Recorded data

================

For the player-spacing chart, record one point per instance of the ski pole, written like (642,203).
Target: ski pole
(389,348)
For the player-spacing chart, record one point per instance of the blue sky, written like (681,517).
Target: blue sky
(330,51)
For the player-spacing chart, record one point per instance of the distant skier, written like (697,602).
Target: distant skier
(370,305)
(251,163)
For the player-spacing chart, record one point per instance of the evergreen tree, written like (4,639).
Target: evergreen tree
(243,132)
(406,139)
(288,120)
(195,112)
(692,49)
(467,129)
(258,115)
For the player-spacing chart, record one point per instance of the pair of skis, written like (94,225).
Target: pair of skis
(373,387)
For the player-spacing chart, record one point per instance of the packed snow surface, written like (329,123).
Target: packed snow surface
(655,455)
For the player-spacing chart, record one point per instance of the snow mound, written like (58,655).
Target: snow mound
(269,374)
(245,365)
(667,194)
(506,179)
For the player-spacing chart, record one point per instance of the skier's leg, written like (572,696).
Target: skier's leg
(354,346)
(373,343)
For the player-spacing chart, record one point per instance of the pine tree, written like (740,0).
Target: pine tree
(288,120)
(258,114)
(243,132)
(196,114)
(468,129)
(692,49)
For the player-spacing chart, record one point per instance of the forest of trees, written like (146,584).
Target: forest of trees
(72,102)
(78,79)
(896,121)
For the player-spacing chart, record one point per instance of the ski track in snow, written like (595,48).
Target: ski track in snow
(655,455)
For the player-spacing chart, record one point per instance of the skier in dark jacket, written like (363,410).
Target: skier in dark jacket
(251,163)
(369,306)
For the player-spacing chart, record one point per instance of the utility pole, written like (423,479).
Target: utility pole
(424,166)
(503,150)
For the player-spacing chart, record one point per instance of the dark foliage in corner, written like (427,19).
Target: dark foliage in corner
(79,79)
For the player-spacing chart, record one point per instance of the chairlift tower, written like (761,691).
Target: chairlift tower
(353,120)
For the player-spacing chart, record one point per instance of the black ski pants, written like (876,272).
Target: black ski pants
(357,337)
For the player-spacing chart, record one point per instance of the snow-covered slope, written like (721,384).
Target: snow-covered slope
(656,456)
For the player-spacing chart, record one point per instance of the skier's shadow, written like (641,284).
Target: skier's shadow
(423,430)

================

- **Prompt**
Rewrite all the items, swapping "player-spacing chart" for "slope layout chart" wherever it occurs and leaving everything else unchanged.

- **Task solution**
For the slope layout chart, record one point per instance of the ski pole, written like (642,203).
Target: ski pole
(389,348)
For the slope layout chart, record one point per instance of the blue sky, written like (681,517).
Target: blue sky
(330,51)
For the slope layout chart, record one point per instance of the distant skier, written like (697,602).
Target: distant skier
(370,305)
(251,163)
For the slope layout chart, record one point per instance of the evergreen tree, written like (4,639).
Target: evergreen tree
(243,132)
(406,139)
(288,120)
(195,112)
(692,49)
(467,129)
(258,115)
For the slope layout chart, record one point per instance of the pair of skis, written like (94,225).
Target: pair of skis
(373,387)
For the slope layout chart, record one point per instance of the packed snow surface, written like (329,123).
Target: packed snow surface
(655,455)
For the slope layout chart, record one point per instance of the snow mound, written like (58,655).
Target: snow mound
(269,374)
(245,365)
(667,194)
(506,179)
For the slope layout chart, record one point per instance of the skier's leg, written like (572,696).
Target: skier's leg
(354,346)
(373,343)
For the slope layout chart, record one point per instance of the pine tree, written like (740,0).
Target: pine tree
(288,120)
(258,114)
(243,132)
(196,114)
(468,129)
(692,49)
For the slope layout chart, record one point per instance of the forest of trees, written like (146,584).
Target: forest of trees
(72,102)
(78,79)
(896,121)
For the slope layout chart, record one point per instance of the ski track in snow, written like (595,48).
Target: ski track in snow
(655,455)
For the slope layout chart, record one point per instance of the skier in dark jacket, written like (363,410).
Target: skier in dark jacket
(251,163)
(369,306)
For the slope layout chart, record one point per instance of the utility pole, written like (423,479).
Target: utility pole
(424,166)
(503,150)
For the slope layout chart, record one point per instance of the dark foliage in corner, written like (427,19).
Target: dark foliage in corner
(79,79)
For the slope layout chart, record one point per instance of the chairlift tower, written like (761,691).
Target: chairlift tower
(353,120)
For the slope layout chart, record one point per instance of the black ski pants, written like (876,272).
Target: black ski pants
(357,337)
For the slope layout chart, record one point per instance of the snow-covered slope, written like (721,384).
Target: snow-covered slope
(656,456)
For the slope layout chart, record one point per instance of the skier's shadow, written like (641,284).
Target: skier's shadow
(423,430)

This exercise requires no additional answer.